— Begin —

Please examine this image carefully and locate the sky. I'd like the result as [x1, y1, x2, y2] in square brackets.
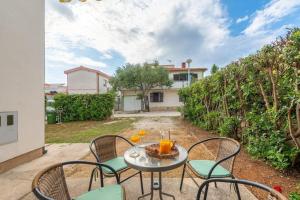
[45, 0, 300, 83]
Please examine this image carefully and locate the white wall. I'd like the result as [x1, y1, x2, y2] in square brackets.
[99, 75, 110, 94]
[169, 71, 204, 89]
[149, 90, 183, 109]
[0, 0, 45, 162]
[67, 70, 98, 94]
[123, 89, 183, 111]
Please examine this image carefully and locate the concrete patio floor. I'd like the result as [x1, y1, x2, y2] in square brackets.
[22, 178, 256, 200]
[0, 117, 256, 200]
[0, 143, 89, 200]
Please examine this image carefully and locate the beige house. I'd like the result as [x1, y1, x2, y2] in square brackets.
[121, 63, 207, 112]
[44, 83, 67, 100]
[0, 0, 45, 173]
[65, 66, 110, 94]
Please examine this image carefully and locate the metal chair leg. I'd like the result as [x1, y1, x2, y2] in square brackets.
[139, 171, 144, 194]
[203, 184, 209, 200]
[234, 183, 241, 200]
[180, 164, 186, 191]
[88, 168, 98, 191]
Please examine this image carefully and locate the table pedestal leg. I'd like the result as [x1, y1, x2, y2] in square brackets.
[138, 172, 175, 200]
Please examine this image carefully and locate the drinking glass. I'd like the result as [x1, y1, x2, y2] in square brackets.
[130, 135, 141, 158]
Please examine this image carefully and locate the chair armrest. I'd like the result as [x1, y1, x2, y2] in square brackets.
[188, 137, 225, 153]
[116, 135, 134, 146]
[207, 145, 241, 179]
[62, 160, 120, 184]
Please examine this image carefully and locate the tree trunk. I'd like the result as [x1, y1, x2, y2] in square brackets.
[268, 67, 278, 112]
[288, 101, 300, 149]
[235, 79, 246, 117]
[258, 81, 270, 110]
[295, 64, 300, 131]
[223, 77, 230, 117]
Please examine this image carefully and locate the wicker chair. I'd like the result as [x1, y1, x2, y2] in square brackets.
[196, 178, 287, 200]
[32, 161, 126, 200]
[89, 135, 144, 194]
[180, 137, 241, 196]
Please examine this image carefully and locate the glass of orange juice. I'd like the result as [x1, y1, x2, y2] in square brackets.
[138, 130, 146, 143]
[159, 139, 172, 154]
[130, 135, 141, 158]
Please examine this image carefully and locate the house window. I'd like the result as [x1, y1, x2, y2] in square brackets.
[179, 96, 183, 102]
[173, 73, 198, 81]
[7, 115, 14, 126]
[150, 92, 164, 102]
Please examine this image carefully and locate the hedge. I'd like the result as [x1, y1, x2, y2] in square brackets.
[179, 28, 300, 169]
[54, 93, 115, 122]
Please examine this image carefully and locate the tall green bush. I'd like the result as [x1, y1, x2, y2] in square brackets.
[54, 93, 115, 122]
[179, 28, 300, 169]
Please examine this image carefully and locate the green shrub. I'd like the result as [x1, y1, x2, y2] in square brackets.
[54, 93, 115, 121]
[218, 117, 240, 137]
[179, 28, 300, 169]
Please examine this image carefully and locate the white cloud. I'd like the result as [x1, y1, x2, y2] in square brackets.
[244, 0, 300, 35]
[46, 49, 106, 69]
[46, 0, 229, 62]
[236, 15, 249, 24]
[46, 0, 299, 82]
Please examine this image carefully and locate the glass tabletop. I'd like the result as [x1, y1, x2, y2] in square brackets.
[124, 143, 188, 172]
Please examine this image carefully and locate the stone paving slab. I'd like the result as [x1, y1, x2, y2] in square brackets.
[0, 143, 89, 200]
[22, 177, 256, 200]
[113, 111, 181, 118]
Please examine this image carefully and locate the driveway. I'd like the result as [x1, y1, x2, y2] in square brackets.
[113, 111, 181, 118]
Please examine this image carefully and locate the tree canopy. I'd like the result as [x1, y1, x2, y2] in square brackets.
[180, 28, 300, 169]
[110, 62, 172, 111]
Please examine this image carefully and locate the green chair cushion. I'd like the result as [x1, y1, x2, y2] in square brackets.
[102, 157, 128, 174]
[75, 185, 125, 200]
[189, 160, 231, 178]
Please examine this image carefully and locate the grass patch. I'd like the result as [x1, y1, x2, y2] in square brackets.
[45, 119, 135, 143]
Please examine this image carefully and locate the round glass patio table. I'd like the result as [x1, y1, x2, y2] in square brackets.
[124, 143, 188, 199]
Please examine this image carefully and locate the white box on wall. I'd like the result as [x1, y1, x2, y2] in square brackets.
[0, 111, 18, 145]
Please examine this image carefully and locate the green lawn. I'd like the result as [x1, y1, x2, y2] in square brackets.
[46, 119, 135, 143]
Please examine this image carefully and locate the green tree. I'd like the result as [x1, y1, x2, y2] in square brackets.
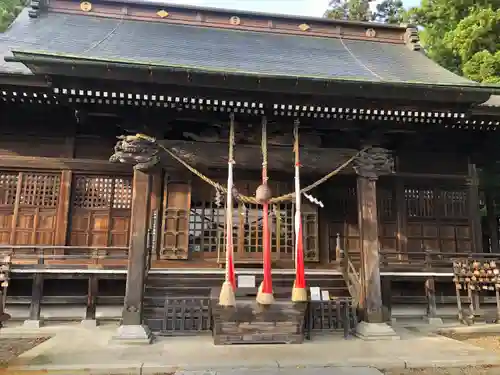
[0, 0, 27, 33]
[325, 0, 371, 21]
[409, 0, 500, 83]
[372, 0, 406, 24]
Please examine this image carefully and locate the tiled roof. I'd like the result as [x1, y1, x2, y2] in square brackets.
[481, 95, 500, 107]
[0, 11, 475, 85]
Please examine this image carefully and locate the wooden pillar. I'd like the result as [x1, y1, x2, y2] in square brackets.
[354, 147, 394, 323]
[114, 170, 152, 343]
[396, 177, 408, 258]
[149, 170, 164, 260]
[24, 273, 43, 328]
[468, 161, 483, 253]
[82, 275, 99, 327]
[484, 186, 500, 253]
[357, 175, 384, 323]
[54, 170, 73, 251]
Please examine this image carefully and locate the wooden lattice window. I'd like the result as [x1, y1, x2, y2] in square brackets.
[405, 185, 472, 252]
[0, 172, 61, 245]
[323, 183, 360, 258]
[377, 185, 398, 251]
[160, 181, 191, 259]
[189, 181, 319, 261]
[405, 187, 436, 219]
[70, 175, 132, 247]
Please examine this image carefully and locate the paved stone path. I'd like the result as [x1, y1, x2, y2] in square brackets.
[1, 324, 500, 375]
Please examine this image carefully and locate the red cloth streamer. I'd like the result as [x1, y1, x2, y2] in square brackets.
[226, 232, 236, 291]
[295, 219, 306, 288]
[262, 203, 273, 293]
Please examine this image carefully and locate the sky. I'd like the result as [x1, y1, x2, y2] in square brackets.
[165, 0, 420, 17]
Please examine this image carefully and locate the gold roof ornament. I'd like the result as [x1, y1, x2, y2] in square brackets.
[229, 16, 241, 26]
[156, 9, 168, 18]
[366, 29, 377, 38]
[80, 1, 92, 12]
[299, 23, 311, 31]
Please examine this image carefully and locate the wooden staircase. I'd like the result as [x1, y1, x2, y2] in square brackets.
[144, 270, 350, 335]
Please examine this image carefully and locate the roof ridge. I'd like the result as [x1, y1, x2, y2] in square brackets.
[82, 0, 411, 31]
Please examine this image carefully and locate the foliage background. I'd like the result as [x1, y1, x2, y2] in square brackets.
[0, 0, 500, 84]
[325, 0, 500, 84]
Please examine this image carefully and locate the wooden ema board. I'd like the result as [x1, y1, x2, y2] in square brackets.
[210, 288, 307, 345]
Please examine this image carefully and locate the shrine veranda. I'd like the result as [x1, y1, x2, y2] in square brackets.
[0, 0, 500, 342]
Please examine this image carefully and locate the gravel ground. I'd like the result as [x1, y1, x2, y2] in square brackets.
[0, 337, 49, 366]
[382, 367, 500, 375]
[443, 333, 500, 354]
[382, 333, 500, 375]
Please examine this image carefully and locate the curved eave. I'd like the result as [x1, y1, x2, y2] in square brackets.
[5, 51, 500, 105]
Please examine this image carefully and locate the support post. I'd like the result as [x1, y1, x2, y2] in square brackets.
[468, 161, 483, 253]
[354, 147, 399, 340]
[113, 170, 152, 344]
[484, 186, 500, 253]
[24, 273, 43, 328]
[82, 275, 99, 328]
[358, 176, 384, 323]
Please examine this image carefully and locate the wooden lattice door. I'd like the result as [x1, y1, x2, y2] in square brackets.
[160, 182, 191, 259]
[70, 175, 132, 247]
[0, 172, 61, 245]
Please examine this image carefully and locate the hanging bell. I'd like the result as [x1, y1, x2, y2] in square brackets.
[255, 184, 272, 204]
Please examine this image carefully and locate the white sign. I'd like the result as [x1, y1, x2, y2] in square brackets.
[238, 275, 255, 288]
[309, 286, 321, 301]
[321, 290, 330, 301]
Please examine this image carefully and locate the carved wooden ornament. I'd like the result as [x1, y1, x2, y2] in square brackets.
[80, 1, 92, 12]
[156, 9, 168, 18]
[229, 16, 241, 26]
[366, 29, 377, 38]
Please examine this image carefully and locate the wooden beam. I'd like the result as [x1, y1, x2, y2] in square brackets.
[122, 171, 152, 326]
[0, 155, 132, 174]
[159, 140, 358, 174]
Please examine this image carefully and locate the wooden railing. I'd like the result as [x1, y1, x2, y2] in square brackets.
[0, 245, 129, 269]
[337, 249, 500, 273]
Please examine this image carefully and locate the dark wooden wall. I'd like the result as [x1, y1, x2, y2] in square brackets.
[325, 153, 474, 259]
[0, 107, 480, 267]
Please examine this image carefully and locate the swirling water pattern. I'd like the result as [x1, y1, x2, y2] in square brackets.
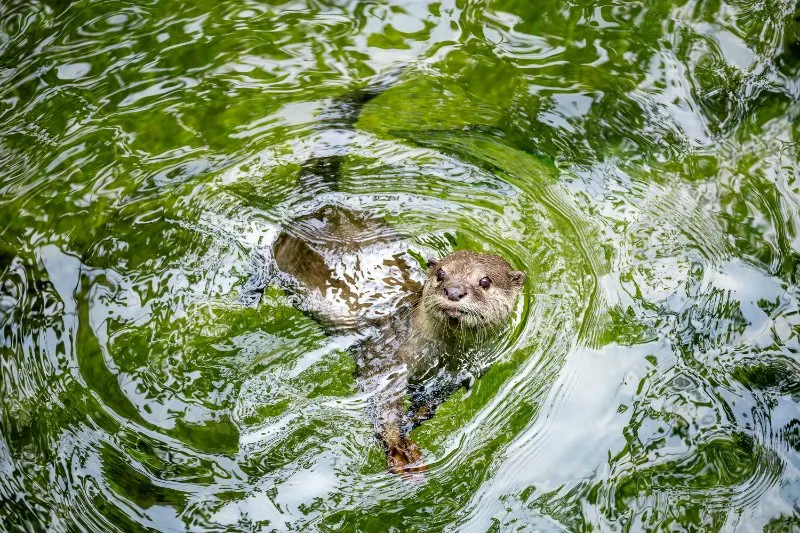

— End —

## WHAT YOU HAVE TO DO
Format the lines of the records above, from the line containing "Please examine this image carefully and locate the roof" through the line containing "[0, 0, 500, 342]", inclusive, as a JSON list of strings with one string per line and no blank lines.

## ANSWER TO THE EXERCISE
[
  "Please examine this image carefully and locate the roof ridge. I'd like the result as [x1, y1, x2, y2] in square brackets.",
  "[82, 0, 411, 31]",
  "Please examine this image carefully and locate the foliage background. I'd like the result as [x1, y1, x2, y2] in square brackets.",
  "[0, 0, 500, 84]",
  "[325, 0, 500, 84]",
  "Please examine this image carefully and locate the wooden ema board. I'd like the result as [x1, y1, x2, y2] in square brackets.",
  "[210, 288, 307, 345]",
  "Please examine this image carefully and locate the shrine veranda. I'd like the result as [x1, y1, x2, y2] in square brackets.",
  "[0, 0, 500, 342]"
]